> **DOCUMENT EXTRACT**:
########
Blake Workman
- Workman, 1931 Tulsa yearbook

Profile
- Position: Back

Personal information
- Born: August 12, 1908 Decatur, Texas, U.S.
- Died: June 9, 1983 (aged 74) Opelousas, Louisiana, U.S.
- Listed height: 5 ft 11 in (1.80 m)
- Listed weight: 185 lb (84 kg)

Career information
- High school: Decatur (TX)
- College: Decatur Baptist (1927–1928); Cameron (1929); Tulsa (1930–1932);

Career history
- Cincinnati Reds (1933); St. Louis Gunners (1934);

= Blake Workman =

American football player (1908–1983)

Blake Lunsford Workman (August 12, 1908 – June 9, 1983) was an American football player. He played college football for Decatur Baptist College (1927–1928), the Cameron Aggies (1929), and Tulsa (1930–1932). He also played professional football in the National Football League (NFL) for the Cincinnati Reds (1933) and St. Louis Gunners (1934).

==Early life==
Workman was born in Decatur, Texas, in 1908. He graduated from Decatur High School in May 1927.

==College football==

Workman, 1932

Workman played six years of college football for Decatur Baptist College in 1927 and 1928, for the Cameron Aggies in 1929, and for the Tulsa Golden Hurricanes from 1930 to 1932.

==Professional football==
Workman professional football in the National Football League (NFL) as a back for the Cincinnati Reds in 1933 and the St. Louis Gunners in 1934. He appeared in seven NFL games, four as a starter. He tallied 11 rushing yards and 19 receiving yards.

==Later life==
Workman died in June 1983 at age 75 at his home in Opelousas, Louisiana.
########
> **INSTRUCTIONS**:
1. Answer these questions about the Blake Workman article, each on its own line:
(a) When did Workman graduate from Decatur High School?
(b) How many NFL games did he appear in, and how many of those did he start?
(c) What is his listed weight?
2. Summarize the Blake Workman article in two sentences.
3. Reproduce the Blake Workman article word for word from "- Died: June" up to and including "school: Decatur (TX)".

> **PROVIDED RECORDS**:
########
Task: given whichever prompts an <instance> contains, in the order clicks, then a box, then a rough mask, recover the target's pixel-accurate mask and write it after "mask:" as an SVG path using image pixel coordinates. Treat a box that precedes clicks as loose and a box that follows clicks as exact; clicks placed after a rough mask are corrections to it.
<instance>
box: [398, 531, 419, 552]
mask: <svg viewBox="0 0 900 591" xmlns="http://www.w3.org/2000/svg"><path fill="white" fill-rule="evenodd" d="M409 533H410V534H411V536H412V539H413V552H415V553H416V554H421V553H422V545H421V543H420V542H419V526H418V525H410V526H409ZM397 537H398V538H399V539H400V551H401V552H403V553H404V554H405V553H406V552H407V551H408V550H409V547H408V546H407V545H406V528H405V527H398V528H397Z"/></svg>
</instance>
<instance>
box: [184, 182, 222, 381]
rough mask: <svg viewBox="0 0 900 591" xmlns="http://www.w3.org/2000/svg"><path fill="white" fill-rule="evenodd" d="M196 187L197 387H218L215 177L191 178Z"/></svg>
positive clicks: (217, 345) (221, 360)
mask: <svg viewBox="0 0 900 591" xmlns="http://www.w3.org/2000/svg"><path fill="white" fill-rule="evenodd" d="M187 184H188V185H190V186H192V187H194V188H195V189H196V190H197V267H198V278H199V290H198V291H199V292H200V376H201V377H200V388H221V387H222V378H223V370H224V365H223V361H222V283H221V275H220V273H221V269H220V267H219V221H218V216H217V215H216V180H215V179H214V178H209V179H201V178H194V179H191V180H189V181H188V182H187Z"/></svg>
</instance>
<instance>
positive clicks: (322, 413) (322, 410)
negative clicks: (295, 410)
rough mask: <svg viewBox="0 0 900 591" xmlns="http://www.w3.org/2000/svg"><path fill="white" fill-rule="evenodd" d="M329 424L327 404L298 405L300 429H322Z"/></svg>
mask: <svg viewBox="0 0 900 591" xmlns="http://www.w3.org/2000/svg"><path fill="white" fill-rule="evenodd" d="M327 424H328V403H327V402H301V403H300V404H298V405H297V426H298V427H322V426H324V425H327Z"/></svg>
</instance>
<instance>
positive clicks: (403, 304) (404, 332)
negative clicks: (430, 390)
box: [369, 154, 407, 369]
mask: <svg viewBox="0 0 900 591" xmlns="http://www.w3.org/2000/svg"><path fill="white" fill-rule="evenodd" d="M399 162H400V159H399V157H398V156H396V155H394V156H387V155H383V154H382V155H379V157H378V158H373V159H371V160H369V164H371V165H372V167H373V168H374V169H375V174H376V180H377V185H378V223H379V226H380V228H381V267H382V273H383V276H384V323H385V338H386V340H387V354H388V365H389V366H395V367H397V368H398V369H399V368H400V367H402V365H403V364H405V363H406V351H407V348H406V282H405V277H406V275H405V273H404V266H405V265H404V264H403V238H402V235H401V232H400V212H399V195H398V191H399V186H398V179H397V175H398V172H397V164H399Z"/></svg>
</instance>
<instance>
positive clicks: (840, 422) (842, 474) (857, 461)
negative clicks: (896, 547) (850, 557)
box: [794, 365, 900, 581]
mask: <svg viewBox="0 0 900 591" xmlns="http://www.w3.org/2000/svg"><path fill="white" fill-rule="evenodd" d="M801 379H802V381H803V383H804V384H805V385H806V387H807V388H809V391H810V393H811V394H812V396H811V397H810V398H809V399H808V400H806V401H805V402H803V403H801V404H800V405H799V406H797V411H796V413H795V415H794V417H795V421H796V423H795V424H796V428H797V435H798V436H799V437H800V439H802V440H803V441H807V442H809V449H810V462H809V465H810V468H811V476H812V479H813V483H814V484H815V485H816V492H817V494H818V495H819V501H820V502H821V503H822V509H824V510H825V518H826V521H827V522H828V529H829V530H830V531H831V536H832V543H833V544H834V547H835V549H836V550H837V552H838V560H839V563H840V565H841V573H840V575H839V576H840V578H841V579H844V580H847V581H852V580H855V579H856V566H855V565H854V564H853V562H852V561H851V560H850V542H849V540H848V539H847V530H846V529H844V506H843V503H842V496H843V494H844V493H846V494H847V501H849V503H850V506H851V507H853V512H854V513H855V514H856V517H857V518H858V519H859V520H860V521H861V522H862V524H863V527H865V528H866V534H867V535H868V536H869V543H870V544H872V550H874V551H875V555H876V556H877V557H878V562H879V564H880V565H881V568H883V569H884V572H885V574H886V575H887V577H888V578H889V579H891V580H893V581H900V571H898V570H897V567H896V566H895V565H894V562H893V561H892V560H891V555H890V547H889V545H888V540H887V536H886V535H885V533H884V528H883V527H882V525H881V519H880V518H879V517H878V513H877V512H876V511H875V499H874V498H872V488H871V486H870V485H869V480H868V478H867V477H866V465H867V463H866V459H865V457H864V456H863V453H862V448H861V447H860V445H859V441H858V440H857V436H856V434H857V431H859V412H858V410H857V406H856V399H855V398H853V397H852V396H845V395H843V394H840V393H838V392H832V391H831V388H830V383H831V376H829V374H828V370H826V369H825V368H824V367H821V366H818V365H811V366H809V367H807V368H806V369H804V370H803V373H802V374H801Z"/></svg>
########
> **SOLUTIONS TO THE TASKS**:
1.
(a) May 1927
(b) Seven games, four as a starter
(c) 185 lb (84 kg)

2. Blake Lunsford Workman, born in Decatur, Texas, in 1908, was an American football player who played college football for Decatur Baptist College, the Cameron Aggies and Tulsa. He then played as a back in the NFL for the Cincinnati Reds in 1933 and the St. Louis Gunners in 1934, and he died in June 1983 at his home in Opelousas, Louisiana.

3.
- Died: June 9, 1983 (aged 74) Opelousas, Louisiana, U.S.
- Listed height: 5 ft 11 in (1.80 m)
- Listed weight: 185 lb (84 kg)

Career information
- High school: Decatur (TX)